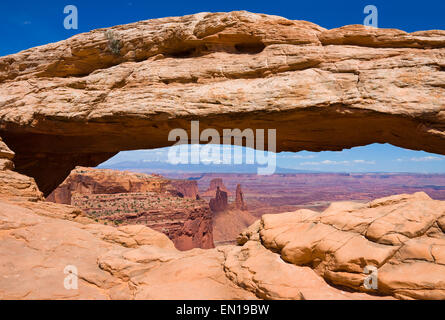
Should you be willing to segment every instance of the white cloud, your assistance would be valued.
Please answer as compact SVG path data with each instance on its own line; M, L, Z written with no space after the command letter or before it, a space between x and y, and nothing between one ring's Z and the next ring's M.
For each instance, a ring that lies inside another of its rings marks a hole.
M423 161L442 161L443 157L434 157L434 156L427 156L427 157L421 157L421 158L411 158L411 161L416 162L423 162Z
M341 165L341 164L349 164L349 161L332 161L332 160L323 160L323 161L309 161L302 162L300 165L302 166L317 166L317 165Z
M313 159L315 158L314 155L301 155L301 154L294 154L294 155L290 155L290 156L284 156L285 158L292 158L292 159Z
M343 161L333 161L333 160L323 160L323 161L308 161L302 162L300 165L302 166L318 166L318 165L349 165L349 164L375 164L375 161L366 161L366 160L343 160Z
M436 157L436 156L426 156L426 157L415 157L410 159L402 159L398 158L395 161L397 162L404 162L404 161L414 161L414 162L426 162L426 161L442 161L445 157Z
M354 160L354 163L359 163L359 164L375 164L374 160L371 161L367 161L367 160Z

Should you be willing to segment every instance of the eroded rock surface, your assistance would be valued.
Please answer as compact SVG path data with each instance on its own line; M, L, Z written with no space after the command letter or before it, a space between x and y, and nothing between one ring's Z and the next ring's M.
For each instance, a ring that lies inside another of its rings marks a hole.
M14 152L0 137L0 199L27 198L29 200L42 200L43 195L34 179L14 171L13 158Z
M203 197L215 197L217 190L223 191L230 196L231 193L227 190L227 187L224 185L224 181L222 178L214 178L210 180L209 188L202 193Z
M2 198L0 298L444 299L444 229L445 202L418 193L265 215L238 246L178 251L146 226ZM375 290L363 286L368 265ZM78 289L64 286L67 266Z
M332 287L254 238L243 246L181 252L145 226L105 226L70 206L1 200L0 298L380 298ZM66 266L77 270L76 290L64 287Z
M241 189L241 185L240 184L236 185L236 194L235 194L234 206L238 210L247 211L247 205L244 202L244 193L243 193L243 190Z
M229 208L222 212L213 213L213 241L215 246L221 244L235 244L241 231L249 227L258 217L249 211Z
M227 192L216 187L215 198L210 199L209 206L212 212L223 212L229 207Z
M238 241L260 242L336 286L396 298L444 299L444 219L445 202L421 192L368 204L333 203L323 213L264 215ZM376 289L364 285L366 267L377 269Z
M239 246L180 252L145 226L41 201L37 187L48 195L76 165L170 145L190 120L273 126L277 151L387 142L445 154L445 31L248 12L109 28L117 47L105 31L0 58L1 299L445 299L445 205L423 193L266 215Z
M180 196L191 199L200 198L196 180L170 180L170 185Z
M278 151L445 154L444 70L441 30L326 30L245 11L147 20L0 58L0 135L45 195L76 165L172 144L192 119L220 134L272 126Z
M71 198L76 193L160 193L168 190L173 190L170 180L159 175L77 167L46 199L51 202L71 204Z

==

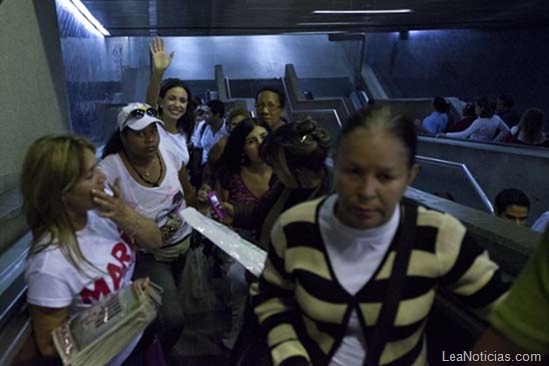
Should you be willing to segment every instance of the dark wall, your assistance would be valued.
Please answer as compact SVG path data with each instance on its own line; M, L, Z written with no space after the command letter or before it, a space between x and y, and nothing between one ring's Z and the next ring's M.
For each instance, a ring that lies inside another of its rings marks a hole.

## [What this task involves]
Copy all lines of the preceding data that hold the word "Should".

## [Your solution]
Should you be willing to segment every instance of the white cloud, your assistance would be valued.
Should you be willing to segment every instance of the eroded rock surface, your assistance would be valued.
Should you be willing to segment every instance of the dark wall, your assistance would be valued.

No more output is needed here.